• _Prompt_: Reproduce each of the records below word for word, without changing a single character.

** start Dataset entries **

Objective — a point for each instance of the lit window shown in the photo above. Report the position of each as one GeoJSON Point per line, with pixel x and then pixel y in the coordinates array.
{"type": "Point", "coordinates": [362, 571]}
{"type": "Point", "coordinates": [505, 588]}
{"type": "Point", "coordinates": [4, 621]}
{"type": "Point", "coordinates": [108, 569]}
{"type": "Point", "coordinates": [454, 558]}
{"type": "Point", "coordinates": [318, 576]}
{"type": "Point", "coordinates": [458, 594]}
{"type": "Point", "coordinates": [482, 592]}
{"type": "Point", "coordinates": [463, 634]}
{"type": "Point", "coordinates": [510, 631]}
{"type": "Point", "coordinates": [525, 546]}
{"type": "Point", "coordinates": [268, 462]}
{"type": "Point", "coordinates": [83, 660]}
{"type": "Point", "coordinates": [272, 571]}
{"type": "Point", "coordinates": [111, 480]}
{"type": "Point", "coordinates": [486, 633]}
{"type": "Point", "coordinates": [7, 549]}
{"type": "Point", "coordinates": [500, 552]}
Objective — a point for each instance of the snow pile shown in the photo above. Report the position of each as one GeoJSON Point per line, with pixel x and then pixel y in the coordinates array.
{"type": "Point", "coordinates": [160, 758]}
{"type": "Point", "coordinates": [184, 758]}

** end Dataset entries **

• _Output below_:
Objective — a point for each instance of the lit window shown in the photo above. Report the position of each as one GeoJSON Point per line, with pixel x and then pixel y in the coordinates array.
{"type": "Point", "coordinates": [362, 571]}
{"type": "Point", "coordinates": [505, 588]}
{"type": "Point", "coordinates": [4, 621]}
{"type": "Point", "coordinates": [108, 569]}
{"type": "Point", "coordinates": [454, 558]}
{"type": "Point", "coordinates": [318, 576]}
{"type": "Point", "coordinates": [458, 594]}
{"type": "Point", "coordinates": [482, 592]}
{"type": "Point", "coordinates": [463, 634]}
{"type": "Point", "coordinates": [510, 631]}
{"type": "Point", "coordinates": [525, 546]}
{"type": "Point", "coordinates": [268, 462]}
{"type": "Point", "coordinates": [83, 660]}
{"type": "Point", "coordinates": [272, 571]}
{"type": "Point", "coordinates": [111, 480]}
{"type": "Point", "coordinates": [486, 633]}
{"type": "Point", "coordinates": [7, 549]}
{"type": "Point", "coordinates": [500, 552]}
Objective — a point for each instance of the snow pile shown in the photo above. Report the position of each as one GeoJSON Point per line, with pixel x and then pixel y in the coordinates array.
{"type": "Point", "coordinates": [160, 758]}
{"type": "Point", "coordinates": [184, 758]}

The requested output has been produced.